• DATA FOR THIS EXERCISE:

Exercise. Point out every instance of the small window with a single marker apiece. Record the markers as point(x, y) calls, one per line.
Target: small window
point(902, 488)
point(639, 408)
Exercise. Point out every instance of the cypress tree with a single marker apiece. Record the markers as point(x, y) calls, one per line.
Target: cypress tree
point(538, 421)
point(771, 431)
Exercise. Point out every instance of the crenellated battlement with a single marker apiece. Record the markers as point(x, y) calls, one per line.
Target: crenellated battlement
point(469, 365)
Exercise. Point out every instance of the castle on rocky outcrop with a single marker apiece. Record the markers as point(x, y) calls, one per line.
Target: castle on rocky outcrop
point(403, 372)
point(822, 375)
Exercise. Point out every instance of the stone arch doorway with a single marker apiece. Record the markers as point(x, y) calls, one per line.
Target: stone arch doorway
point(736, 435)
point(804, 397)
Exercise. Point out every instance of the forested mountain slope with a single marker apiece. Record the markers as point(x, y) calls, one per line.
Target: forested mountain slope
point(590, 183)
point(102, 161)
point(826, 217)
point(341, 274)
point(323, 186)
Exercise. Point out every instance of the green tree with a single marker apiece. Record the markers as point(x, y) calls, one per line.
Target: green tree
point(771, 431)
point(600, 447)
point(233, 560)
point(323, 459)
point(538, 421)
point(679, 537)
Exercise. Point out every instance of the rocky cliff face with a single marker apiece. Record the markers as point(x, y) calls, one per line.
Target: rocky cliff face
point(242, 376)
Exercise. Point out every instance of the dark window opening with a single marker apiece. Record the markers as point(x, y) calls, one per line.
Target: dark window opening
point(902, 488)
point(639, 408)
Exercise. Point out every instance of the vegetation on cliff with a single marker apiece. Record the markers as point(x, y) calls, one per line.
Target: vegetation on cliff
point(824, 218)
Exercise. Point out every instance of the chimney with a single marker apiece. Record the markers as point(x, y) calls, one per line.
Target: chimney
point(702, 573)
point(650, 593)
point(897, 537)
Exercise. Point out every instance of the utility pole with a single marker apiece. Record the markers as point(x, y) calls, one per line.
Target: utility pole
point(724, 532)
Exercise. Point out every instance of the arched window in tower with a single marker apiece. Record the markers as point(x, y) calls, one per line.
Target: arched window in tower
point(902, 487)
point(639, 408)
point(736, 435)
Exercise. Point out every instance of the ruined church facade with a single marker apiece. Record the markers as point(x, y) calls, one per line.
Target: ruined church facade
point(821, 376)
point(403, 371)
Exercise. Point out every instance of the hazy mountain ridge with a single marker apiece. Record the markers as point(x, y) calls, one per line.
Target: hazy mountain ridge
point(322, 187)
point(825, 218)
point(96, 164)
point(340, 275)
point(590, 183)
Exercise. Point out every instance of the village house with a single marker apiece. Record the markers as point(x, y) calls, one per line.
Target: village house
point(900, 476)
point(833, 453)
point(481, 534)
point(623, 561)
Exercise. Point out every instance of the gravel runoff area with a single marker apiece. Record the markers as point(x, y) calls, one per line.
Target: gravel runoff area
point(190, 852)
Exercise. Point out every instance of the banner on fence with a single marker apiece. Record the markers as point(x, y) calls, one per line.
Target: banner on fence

• PROBLEM TO SOLVE: Print the part of the data above that opens with the line containing "Exercise. Point out every instance of the vegetation" and continues through the final line of the data. Copy each of those lines without any change.

• PROBLEM SOLUTION:
Exercise. Point out every instance of the vegetation on cliff with a single marker apiece. Record the markers as point(x, y) calls, one per line.
Target: vegetation on cliff
point(824, 218)
Exercise. Point out every instance of the chimney with a single marker apiece. Record the markers as point(x, y) calls, one per line.
Target: chimney
point(702, 573)
point(650, 593)
point(897, 537)
Exercise. Point out every instance of the utility pole with a single marker apiece. Record the markers as point(x, y) calls, one per line.
Target: utility pole
point(724, 532)
Exercise. Point out every instance of the arched window in tower with a single marker apiece. Record the markers as point(x, y) calls, one per line.
Target: arched window in tower
point(902, 487)
point(639, 408)
point(736, 435)
Exercise. Point out every instance of the ruined church facade with a single marker apiece. Record the markers as point(x, y) calls, one per line.
Target: ruined church facade
point(821, 376)
point(403, 371)
Exercise. Point out every instance of the hazy mountain ridge with a single marker apiece. Record the markers as point(x, y) calls, one per line.
Target: hazy mountain ridge
point(322, 187)
point(825, 218)
point(96, 164)
point(340, 275)
point(590, 183)
Exercise. Point out every instance of the village house with a single marker apiece. Record the markers as point(x, y) calls, one per line.
Target: village house
point(900, 476)
point(833, 453)
point(481, 534)
point(623, 561)
Exercise. Point out every instance of the gravel runoff area with a single marker apiece. Record the markers as point(x, y) calls, one per line.
Target: gravel runoff area
point(190, 852)
Exercise. Point out every instance of the banner on fence with a single marker apiece. Record the markers as point(x, y) calls, one per line.
Target: banner on fence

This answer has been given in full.